:: Brief ::
Reproduce the line containing "Please pin the cluster" exactly, along with each line after it through the end of the data; pictures are left out.

--- Start Provided information ---

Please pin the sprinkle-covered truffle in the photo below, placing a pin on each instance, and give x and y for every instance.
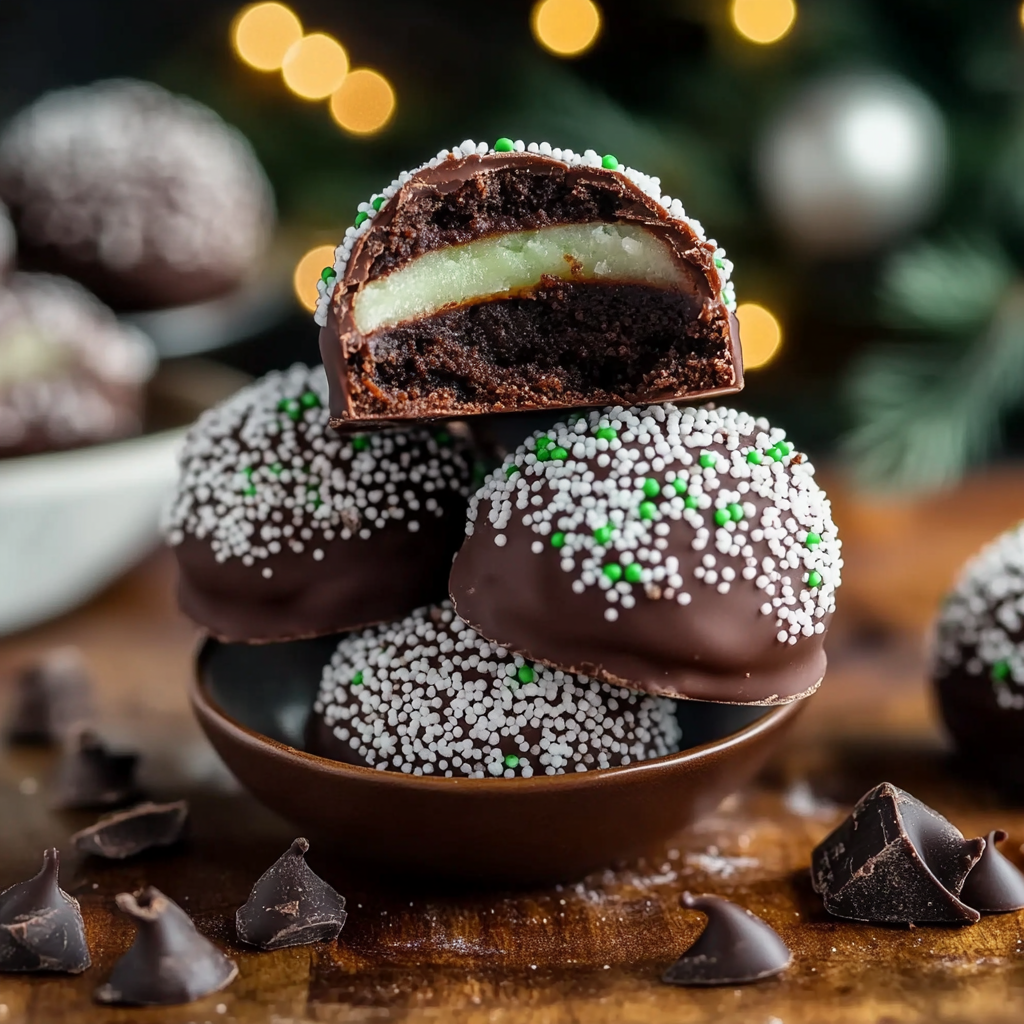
(284, 528)
(429, 696)
(633, 517)
(147, 198)
(70, 373)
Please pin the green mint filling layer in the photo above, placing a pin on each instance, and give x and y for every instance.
(508, 263)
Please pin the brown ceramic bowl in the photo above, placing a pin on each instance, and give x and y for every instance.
(252, 702)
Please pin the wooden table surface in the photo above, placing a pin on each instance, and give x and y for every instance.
(591, 951)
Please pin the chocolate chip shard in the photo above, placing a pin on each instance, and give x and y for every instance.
(734, 948)
(290, 905)
(41, 927)
(125, 834)
(52, 696)
(89, 775)
(995, 885)
(169, 962)
(894, 860)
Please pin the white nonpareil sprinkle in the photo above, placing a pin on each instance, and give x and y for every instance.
(429, 696)
(605, 491)
(131, 173)
(650, 186)
(262, 472)
(981, 625)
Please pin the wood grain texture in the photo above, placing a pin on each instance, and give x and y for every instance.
(586, 952)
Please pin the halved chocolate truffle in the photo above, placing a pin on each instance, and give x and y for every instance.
(684, 552)
(978, 660)
(429, 696)
(284, 529)
(515, 278)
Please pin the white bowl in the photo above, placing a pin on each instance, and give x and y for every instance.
(73, 521)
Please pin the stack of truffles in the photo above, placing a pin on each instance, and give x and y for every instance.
(554, 614)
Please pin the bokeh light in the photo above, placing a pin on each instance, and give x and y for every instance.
(364, 102)
(760, 334)
(262, 34)
(763, 20)
(307, 272)
(567, 28)
(314, 66)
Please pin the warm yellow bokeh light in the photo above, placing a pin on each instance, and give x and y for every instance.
(314, 67)
(763, 20)
(567, 28)
(262, 33)
(307, 272)
(760, 335)
(364, 102)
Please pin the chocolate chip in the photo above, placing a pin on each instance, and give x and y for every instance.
(169, 962)
(994, 885)
(90, 775)
(51, 697)
(41, 927)
(290, 905)
(125, 834)
(895, 860)
(735, 947)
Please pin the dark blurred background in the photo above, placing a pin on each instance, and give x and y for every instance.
(862, 162)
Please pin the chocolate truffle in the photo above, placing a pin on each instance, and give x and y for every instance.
(684, 552)
(523, 276)
(978, 660)
(70, 373)
(146, 198)
(429, 696)
(285, 529)
(41, 927)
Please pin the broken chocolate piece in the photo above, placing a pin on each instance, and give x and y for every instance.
(52, 696)
(169, 962)
(895, 860)
(125, 834)
(735, 947)
(290, 905)
(995, 885)
(41, 927)
(90, 775)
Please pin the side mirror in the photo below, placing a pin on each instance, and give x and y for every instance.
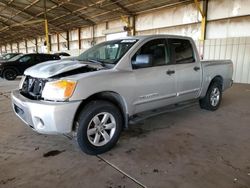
(143, 61)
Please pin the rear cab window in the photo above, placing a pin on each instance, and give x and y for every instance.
(182, 51)
(156, 50)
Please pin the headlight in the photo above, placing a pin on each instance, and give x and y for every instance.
(59, 90)
(21, 82)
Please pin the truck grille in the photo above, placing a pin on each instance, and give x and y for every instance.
(32, 88)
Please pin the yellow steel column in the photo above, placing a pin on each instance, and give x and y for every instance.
(203, 21)
(203, 12)
(47, 35)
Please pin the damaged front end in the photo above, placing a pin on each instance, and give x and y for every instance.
(33, 84)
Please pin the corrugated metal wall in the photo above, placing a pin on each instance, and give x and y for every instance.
(237, 49)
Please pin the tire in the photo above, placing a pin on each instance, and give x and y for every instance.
(213, 97)
(9, 74)
(92, 120)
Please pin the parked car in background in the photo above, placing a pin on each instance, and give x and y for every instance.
(116, 82)
(10, 69)
(8, 56)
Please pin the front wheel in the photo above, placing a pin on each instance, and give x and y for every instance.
(100, 125)
(213, 97)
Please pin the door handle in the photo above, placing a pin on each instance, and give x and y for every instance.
(169, 72)
(197, 68)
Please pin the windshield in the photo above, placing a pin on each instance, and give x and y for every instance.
(15, 57)
(8, 56)
(109, 52)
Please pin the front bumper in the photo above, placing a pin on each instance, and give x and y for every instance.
(44, 116)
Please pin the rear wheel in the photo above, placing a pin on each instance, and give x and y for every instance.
(100, 125)
(213, 97)
(9, 74)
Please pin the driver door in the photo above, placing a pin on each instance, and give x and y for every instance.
(155, 82)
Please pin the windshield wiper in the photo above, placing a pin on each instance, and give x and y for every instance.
(96, 61)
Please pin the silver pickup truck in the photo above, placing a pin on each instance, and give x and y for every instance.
(112, 83)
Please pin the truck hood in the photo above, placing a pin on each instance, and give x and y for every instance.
(54, 68)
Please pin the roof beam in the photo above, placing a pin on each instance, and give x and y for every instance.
(118, 4)
(84, 17)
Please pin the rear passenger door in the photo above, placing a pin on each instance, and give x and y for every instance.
(188, 69)
(155, 82)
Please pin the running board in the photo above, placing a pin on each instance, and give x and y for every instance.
(171, 108)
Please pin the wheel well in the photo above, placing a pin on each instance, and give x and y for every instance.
(109, 96)
(218, 79)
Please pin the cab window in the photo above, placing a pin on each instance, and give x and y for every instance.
(182, 51)
(153, 53)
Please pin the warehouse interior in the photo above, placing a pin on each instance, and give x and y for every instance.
(186, 148)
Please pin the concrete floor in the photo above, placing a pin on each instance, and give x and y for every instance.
(191, 148)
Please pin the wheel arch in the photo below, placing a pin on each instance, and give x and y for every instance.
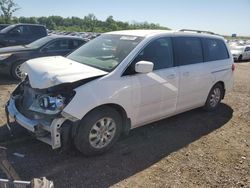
(223, 86)
(126, 122)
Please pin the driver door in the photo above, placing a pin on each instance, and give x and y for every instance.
(154, 95)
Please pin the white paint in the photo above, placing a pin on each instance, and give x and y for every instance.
(50, 71)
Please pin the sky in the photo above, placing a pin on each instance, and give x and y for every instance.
(221, 16)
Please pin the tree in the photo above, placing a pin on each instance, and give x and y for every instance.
(8, 7)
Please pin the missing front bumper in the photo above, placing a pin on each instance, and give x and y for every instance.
(53, 137)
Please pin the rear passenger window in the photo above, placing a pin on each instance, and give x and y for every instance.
(38, 31)
(188, 50)
(214, 49)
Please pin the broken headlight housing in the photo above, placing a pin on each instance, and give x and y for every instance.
(50, 104)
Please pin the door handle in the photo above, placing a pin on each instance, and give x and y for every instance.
(186, 74)
(171, 76)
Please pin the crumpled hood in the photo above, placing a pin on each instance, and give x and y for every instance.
(51, 71)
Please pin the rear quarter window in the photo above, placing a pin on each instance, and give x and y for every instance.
(214, 49)
(188, 50)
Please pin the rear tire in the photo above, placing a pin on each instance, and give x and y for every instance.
(98, 131)
(214, 97)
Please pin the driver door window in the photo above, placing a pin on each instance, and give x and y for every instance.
(58, 45)
(159, 52)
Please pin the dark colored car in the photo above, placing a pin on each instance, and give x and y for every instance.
(11, 58)
(20, 34)
(2, 26)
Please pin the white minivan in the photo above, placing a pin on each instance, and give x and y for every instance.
(119, 81)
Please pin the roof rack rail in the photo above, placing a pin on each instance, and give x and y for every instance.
(198, 31)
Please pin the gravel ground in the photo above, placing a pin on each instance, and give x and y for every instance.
(193, 149)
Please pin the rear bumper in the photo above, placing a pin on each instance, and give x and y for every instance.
(50, 130)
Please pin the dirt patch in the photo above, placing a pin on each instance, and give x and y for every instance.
(193, 149)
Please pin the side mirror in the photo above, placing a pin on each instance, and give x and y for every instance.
(44, 49)
(15, 32)
(144, 67)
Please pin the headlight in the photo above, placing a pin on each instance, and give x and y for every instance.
(47, 104)
(4, 56)
(52, 103)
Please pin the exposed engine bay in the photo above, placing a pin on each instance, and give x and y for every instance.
(41, 110)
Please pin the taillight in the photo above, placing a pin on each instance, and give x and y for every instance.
(233, 67)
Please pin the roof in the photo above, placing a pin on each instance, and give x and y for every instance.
(53, 36)
(146, 33)
(139, 33)
(29, 24)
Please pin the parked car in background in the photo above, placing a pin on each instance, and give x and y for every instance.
(20, 34)
(240, 52)
(93, 95)
(2, 26)
(12, 57)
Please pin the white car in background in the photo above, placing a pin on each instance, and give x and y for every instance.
(119, 81)
(240, 52)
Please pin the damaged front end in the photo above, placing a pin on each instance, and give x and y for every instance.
(40, 110)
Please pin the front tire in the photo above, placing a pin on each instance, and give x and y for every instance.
(240, 58)
(214, 97)
(98, 131)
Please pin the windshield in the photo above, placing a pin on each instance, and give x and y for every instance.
(106, 51)
(7, 29)
(238, 48)
(40, 42)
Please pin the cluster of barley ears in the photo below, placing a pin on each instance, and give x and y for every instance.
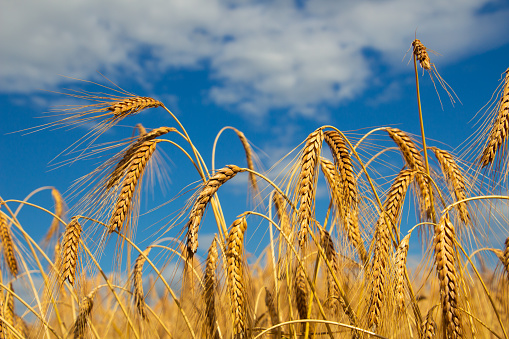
(334, 267)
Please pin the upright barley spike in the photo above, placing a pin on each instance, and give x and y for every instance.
(446, 269)
(207, 192)
(497, 139)
(307, 179)
(8, 245)
(129, 185)
(70, 250)
(235, 278)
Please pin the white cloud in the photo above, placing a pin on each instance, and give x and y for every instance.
(262, 55)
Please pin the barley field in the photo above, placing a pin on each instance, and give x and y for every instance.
(334, 270)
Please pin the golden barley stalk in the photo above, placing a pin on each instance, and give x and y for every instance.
(8, 245)
(208, 190)
(139, 296)
(414, 161)
(400, 262)
(209, 292)
(421, 54)
(59, 211)
(133, 105)
(70, 250)
(85, 309)
(453, 173)
(445, 266)
(129, 185)
(307, 181)
(497, 138)
(235, 278)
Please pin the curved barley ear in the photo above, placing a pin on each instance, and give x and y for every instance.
(70, 250)
(131, 182)
(415, 162)
(209, 291)
(400, 263)
(505, 258)
(497, 139)
(59, 212)
(208, 190)
(85, 309)
(307, 181)
(421, 54)
(8, 245)
(131, 106)
(446, 269)
(452, 172)
(347, 186)
(429, 327)
(235, 278)
(139, 296)
(396, 197)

--- End Provided information ---

:: Solution to the problem ::
Please pin the cluster of barley ears in the photo below, placing a pin on each instance, and give x and y for every instance.
(334, 267)
Please pin the upright barley spike in the photo above, placing a pin on each instance, and give x and y for every instance.
(446, 269)
(207, 192)
(497, 139)
(307, 179)
(8, 245)
(129, 185)
(70, 250)
(235, 278)
Please pin the white cloud in the photo above, placing a pin on each instance, and give x and y for every instance.
(262, 55)
Please pin the barley field in the photo above, placing a pin on each instance, and give x and y for every instance.
(334, 270)
Please pin the golden barley stalk in the photo above, placing a pin on each instance, and give x and y for every instance.
(8, 245)
(208, 190)
(139, 296)
(414, 161)
(400, 262)
(209, 292)
(421, 54)
(59, 211)
(133, 105)
(70, 250)
(85, 309)
(453, 173)
(445, 266)
(129, 185)
(307, 181)
(497, 138)
(235, 278)
Please pin the curved barley ear in the photo above, placing a pin on each instance, and give x and y for every instance.
(70, 250)
(131, 182)
(415, 162)
(209, 291)
(400, 263)
(505, 258)
(497, 139)
(59, 212)
(208, 190)
(85, 309)
(307, 181)
(421, 54)
(8, 245)
(131, 106)
(446, 269)
(452, 172)
(347, 186)
(429, 327)
(235, 278)
(139, 296)
(396, 197)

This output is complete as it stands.